**Provided information:**
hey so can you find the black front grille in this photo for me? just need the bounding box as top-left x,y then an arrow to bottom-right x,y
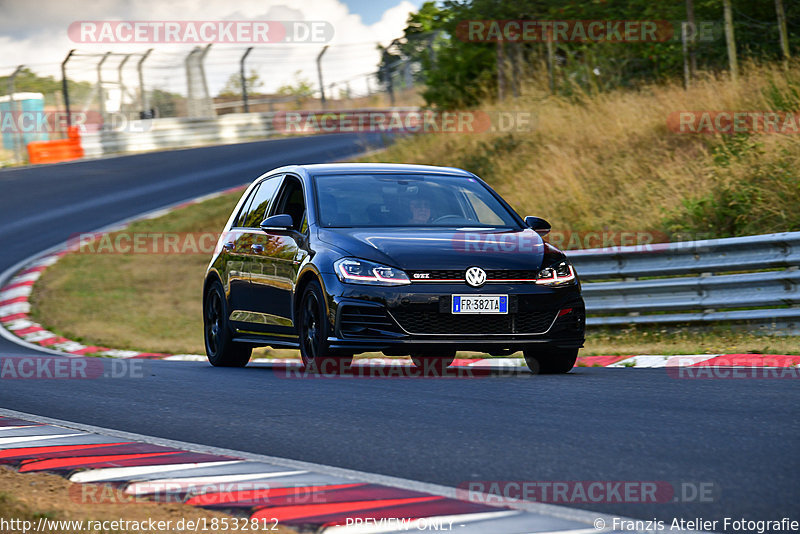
390,309 -> 557,335
339,305 -> 403,338
408,269 -> 539,282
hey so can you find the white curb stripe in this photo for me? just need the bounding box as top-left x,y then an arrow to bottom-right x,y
125,470 -> 309,495
0,285 -> 32,301
322,510 -> 520,533
0,301 -> 30,317
70,460 -> 243,483
609,354 -> 720,368
9,272 -> 42,284
0,434 -> 82,445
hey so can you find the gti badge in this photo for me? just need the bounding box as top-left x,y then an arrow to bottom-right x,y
465,266 -> 487,287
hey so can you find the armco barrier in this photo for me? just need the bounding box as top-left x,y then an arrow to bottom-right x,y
80,108 -> 420,158
566,232 -> 800,330
26,126 -> 84,164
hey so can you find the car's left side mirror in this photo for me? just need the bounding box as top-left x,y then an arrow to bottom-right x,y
260,214 -> 294,231
524,216 -> 551,237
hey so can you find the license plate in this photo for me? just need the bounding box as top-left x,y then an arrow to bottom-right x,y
451,295 -> 508,314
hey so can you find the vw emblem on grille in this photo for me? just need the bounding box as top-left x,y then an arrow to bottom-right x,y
465,266 -> 487,287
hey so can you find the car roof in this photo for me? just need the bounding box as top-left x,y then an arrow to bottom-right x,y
271,163 -> 475,177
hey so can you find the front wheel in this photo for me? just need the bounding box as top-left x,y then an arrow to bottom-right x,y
523,347 -> 578,374
204,280 -> 251,367
298,280 -> 352,373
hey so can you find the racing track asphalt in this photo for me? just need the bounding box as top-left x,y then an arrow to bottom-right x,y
0,135 -> 798,532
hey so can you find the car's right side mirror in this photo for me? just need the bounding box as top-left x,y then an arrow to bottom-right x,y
524,216 -> 551,237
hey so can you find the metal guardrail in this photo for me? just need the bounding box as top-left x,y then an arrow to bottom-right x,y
80,107 -> 419,158
565,232 -> 800,330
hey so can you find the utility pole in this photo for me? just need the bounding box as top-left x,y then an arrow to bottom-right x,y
317,45 -> 329,109
775,0 -> 791,62
240,47 -> 254,112
722,0 -> 738,82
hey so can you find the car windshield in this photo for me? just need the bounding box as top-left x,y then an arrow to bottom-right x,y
314,173 -> 520,228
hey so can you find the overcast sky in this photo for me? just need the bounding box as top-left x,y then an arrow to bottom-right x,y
0,0 -> 422,97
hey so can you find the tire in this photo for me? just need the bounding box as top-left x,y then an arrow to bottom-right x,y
204,280 -> 251,367
298,280 -> 352,374
411,350 -> 456,374
523,347 -> 578,374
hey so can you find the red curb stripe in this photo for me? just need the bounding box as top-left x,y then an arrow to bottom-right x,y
68,346 -> 106,355
0,443 -> 131,460
185,484 -> 363,506
215,484 -> 428,508
19,452 -> 180,472
577,355 -> 631,367
18,266 -> 48,276
2,280 -> 35,291
12,326 -> 44,336
0,296 -> 27,307
250,496 -> 440,522
0,313 -> 28,322
38,336 -> 70,347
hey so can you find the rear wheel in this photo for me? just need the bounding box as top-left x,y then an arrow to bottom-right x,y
411,350 -> 456,374
298,280 -> 352,373
204,280 -> 251,367
523,347 -> 578,374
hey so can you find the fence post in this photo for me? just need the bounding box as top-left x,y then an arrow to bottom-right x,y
317,45 -> 329,109
722,0 -> 738,82
97,52 -> 111,126
8,65 -> 24,164
61,49 -> 75,128
137,48 -> 152,118
240,47 -> 254,113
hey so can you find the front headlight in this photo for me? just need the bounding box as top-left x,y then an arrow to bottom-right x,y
334,258 -> 411,286
536,260 -> 576,286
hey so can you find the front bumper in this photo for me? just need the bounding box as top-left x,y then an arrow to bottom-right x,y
319,273 -> 585,352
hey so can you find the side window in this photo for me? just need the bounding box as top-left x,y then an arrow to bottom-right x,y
243,176 -> 282,228
270,177 -> 306,231
234,184 -> 260,227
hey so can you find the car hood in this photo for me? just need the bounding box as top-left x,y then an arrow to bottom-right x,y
317,227 -> 546,270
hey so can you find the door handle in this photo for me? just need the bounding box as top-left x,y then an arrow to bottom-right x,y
251,244 -> 264,253
223,242 -> 234,251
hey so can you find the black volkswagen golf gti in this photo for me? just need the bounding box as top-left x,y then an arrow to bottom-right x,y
203,163 -> 585,374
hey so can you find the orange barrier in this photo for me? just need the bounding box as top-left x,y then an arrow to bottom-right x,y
27,126 -> 84,164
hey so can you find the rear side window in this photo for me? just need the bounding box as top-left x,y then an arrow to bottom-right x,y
240,176 -> 282,228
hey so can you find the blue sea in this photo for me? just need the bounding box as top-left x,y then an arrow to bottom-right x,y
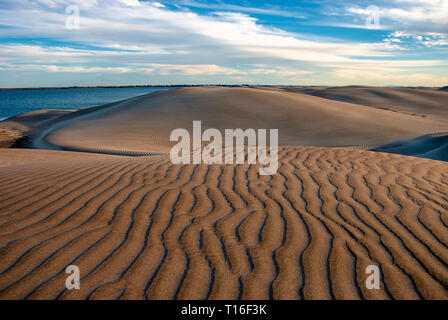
0,87 -> 177,120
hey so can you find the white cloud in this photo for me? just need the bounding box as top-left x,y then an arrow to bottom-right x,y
174,0 -> 306,19
0,64 -> 133,73
346,0 -> 448,33
385,30 -> 448,48
151,2 -> 165,8
118,0 -> 141,7
0,0 -> 447,86
331,68 -> 448,87
0,1 -> 398,65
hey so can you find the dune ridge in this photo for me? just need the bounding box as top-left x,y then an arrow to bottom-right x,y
6,87 -> 444,154
372,132 -> 448,162
0,147 -> 448,300
271,86 -> 448,119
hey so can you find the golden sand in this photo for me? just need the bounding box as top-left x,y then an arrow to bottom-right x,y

**What you need to do:** A word-for-word repetition of the data above, without pictures, is the expected answer.

**Task answer:**
hey so can you find the black front grille in this photo for me? just need the bounding box as top-left x,y then an arrow to bottom-right x,y
390,309 -> 557,335
339,305 -> 403,338
408,269 -> 539,282
hey so can you find the white curb stripe in this photo for me? just need the bounding box as top-left x,y then an arrow to bottom-right x,y
125,470 -> 309,495
0,285 -> 32,301
322,510 -> 520,533
0,301 -> 30,317
70,460 -> 243,483
609,354 -> 720,368
9,272 -> 42,284
0,434 -> 82,445
hey so can you find the gti badge in this photo for me? just need the bounding box as top-left x,y then an arrow to bottom-right x,y
465,266 -> 487,287
hey so can you find the armco barrier in this photo for me? just need the bounding box as top-left x,y then an arrow to bottom-right x,y
80,108 -> 420,158
566,232 -> 800,330
26,126 -> 84,164
hey so can you find the car's left side mirror in this photo for me? just need the bounding box as top-left x,y then an arrow to bottom-right x,y
260,214 -> 294,231
524,216 -> 551,237
hey so can you find the license plate in this photo for me? just need the bounding box as top-left x,y then an arrow to bottom-right x,y
451,295 -> 508,314
hey so can you find the vw emblem on grille in this photo for me? just need the bounding box as top-left x,y then an arrow to bottom-right x,y
465,266 -> 487,287
hey so can you find the car roof in this photo for me? just need the bounding box as top-left x,y then an arrow to bottom-right x,y
271,163 -> 475,177
hey so can you find the front wheel in this photo for me? just need the bounding box as top-left x,y then an arrow to bottom-right x,y
523,347 -> 578,374
204,280 -> 251,367
298,280 -> 352,373
hey so can you find the racing track asphalt in this photo for me? just need the bounding box as top-left x,y then an arrow to bottom-right x,y
0,135 -> 798,532
hey so can you find the car's right side mirror in this photo for me? just need the bounding box as top-left x,y then an arrow to bottom-right x,y
524,216 -> 551,237
hey so can you find the metal guardrail in this photo for me? just need the bounding box as top-left x,y then an arrow to bottom-right x,y
80,107 -> 419,158
565,232 -> 800,330
hey so can you find the utility pole in this photo for me? just need the bounding box as top-left x,y then an arrow to bottom-right x,y
317,45 -> 329,109
775,0 -> 791,62
240,47 -> 254,112
722,0 -> 738,82
hey so can you find the car windshield in this photo for me? just need the bounding box as top-left x,y then an arrow to bottom-right x,y
314,173 -> 520,228
hey so can you find the overcast sky in this photo for me? just need the bounding box as top-left x,y then an arrow to bottom-right x,y
0,0 -> 422,97
hey so can you find the tire in this photo for me? just need the bounding box as top-left x,y then an arrow to bottom-right x,y
204,280 -> 251,367
298,280 -> 352,374
411,350 -> 456,374
523,347 -> 578,374
hey so can you find the red curb stripe in this photo for me? just need the bounding box as top-left x,y then an arrow to bottom-right x,y
68,346 -> 106,355
0,443 -> 131,460
185,484 -> 363,506
215,484 -> 428,508
19,452 -> 180,472
577,355 -> 631,367
18,266 -> 48,276
2,280 -> 35,291
12,326 -> 44,336
0,296 -> 27,307
250,496 -> 440,522
0,313 -> 28,322
38,336 -> 70,347
hey so can you find the rear wheel in this photo for me? just need the bounding box as top-left x,y then an arrow to bottom-right x,y
411,350 -> 456,374
298,280 -> 352,373
204,280 -> 251,367
523,347 -> 578,374
hey so can you find the fence post in this photo for me? just need the bounding box as top-left x,y then an arrow to bottom-right x,y
317,45 -> 329,109
722,0 -> 738,82
97,52 -> 111,126
8,65 -> 24,164
61,49 -> 75,128
137,48 -> 152,118
240,47 -> 254,113
hey so can you find the front headlight in this photo for me? just need the bounding box as top-left x,y then an arrow to bottom-right x,y
334,258 -> 411,286
536,260 -> 576,286
hey so can you find the front bumper in this photo for me? just need the bounding box as top-left x,y then an arrow to bottom-right x,y
319,273 -> 585,352
hey so can you find the side window in this photo for me? just need the bounding box as top-left x,y then an arrow to bottom-right x,y
243,176 -> 282,228
270,177 -> 306,231
234,184 -> 260,227
hey so can you find the car hood in this photo for me? just need the bounding box as top-left x,y then an arrow to bottom-right x,y
317,227 -> 546,270
hey so can you find the door handle in this photo for me? just need the bounding box as top-left x,y then an arrow to bottom-right x,y
251,244 -> 264,253
223,242 -> 234,251
hey so can you find the black volkswagen golf gti in this photo for me? just need the bounding box as top-left x,y then an arrow to bottom-right x,y
203,163 -> 585,374
hey so can you find the orange barrier in this photo for me? just need the bounding box as top-left x,y then an arrow to bottom-right x,y
27,126 -> 84,164
hey so can you find the rear side window in this photo for me? just need the bounding box as top-left x,y then an arrow to bottom-right x,y
240,176 -> 282,228
hey so can you find the blue sea in this photo for me? just need the bounding box as top-left x,y then an arrow to bottom-right x,y
0,87 -> 177,120
hey so can you find the white cloud in this photo for me? just need the bounding box as top-left x,y then an arrow to bottom-right x,y
174,0 -> 306,19
0,64 -> 133,73
346,0 -> 448,33
385,30 -> 448,48
151,2 -> 165,8
118,0 -> 141,7
0,0 -> 447,86
331,68 -> 448,87
0,1 -> 398,65
hey so can you find the dune ridge in this photo for me? just need the bounding box as top-left x,y then an arrow to bottom-right x,y
6,87 -> 444,154
372,132 -> 448,162
0,147 -> 448,300
271,86 -> 448,119
hey so can you find the golden sand in this photo for me? just need the bounding box as top-left x,y then an arrow to bottom-right x,y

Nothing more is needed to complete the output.